◆ Written problem 1
Name every person mentioned by name in the article on Facebook's trending topics.
◆ Written problem 2
Please copy from the article on Facebook's trending topics the stretch from "If you're a Facebook" through "in any way.".

◆ Page text

Could Facebook be suppressing hunting, fishing and shooting news in their trending topics?
If you're a Facebook user, you've probably read Gizmodo's piece on how Facebook's news curators were allegedly instructed to suppress more conservative and right-wing trending topics by now. No doubt you check these trending topics every day if you're a typical user.
But if you haven't heard the news, to make a long story short, Gizmodo interviewed an anonymous, alleged former "news curator" for Facebook. In the story, the accusation was made that these curators were purposely instructed to keep more conservative topics such as Mitt Romney or Rand Paul from trending.
This suppression allegedly happened even though user chatter was causing these topics to trend organically. If true, it would go against Facebook's claims the trending topics are not artificially altered or influenced in any way.
"Depending on who was on shift, things would be blacklisted or trending," the source told Gizmodo. "It'd come on shift and I'd discover that CPAC or Mitt Romney or Glenn Beck or popular conservative topics wouldn't be trending because either the curator didn't recognize the news topic or it was like they had a bias against Ted Cruz."
It's no secret Facebook's trending topics are tended to and curated by a team of human beings. In fact, the team responsible for trending news has denied the allegations of Gizmodo. "We take these reports extremely seriously, and have found no evidence that the anonymous allegations are true," Facebook's VP of Search Tom Stocky posted on the site yesterday.
The Gizmodo article itself trended on Facebook at the same time Facebook denied the allegations. But, knowing human nature and how humans sometimes do shady things, might it mean someone might be hindering hunting, fishing and shooting topics from trending on the popular social media site?

◆ Supplied data
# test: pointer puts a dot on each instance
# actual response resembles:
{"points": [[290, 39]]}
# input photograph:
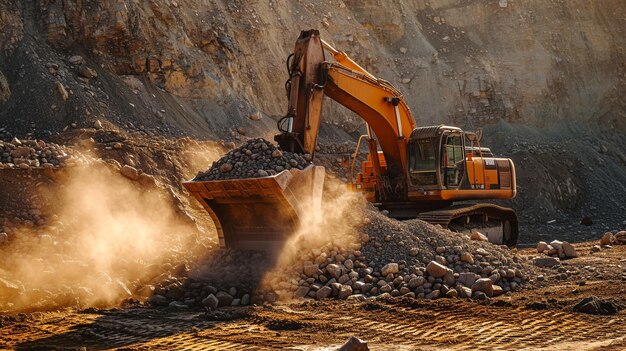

◆ Right answer 1
Mitt Romney
Rand Paul
Glenn Beck
Ted Cruz
Tom Stocky

◆ Right answer 2
If you're a Facebook user, you've probably read Gizmodo's piece on how Facebook's news curators were allegedly instructed to suppress more conservative and right-wing trending topics by now. No doubt you check these trending topics every day if you're a typical user.
But if you haven't heard the news, to make a long story short, Gizmodo interviewed an anonymous, alleged former "news curator" for Facebook. In the story, the accusation was made that these curators were purposely instructed to keep more conservative topics such as Mitt Romney or Rand Paul from trending.
This suppression allegedly happened even though user chatter was causing these topics to trend organically. If true, it would go against Facebook's claims the trending topics are not artificially altered or influenced in any way.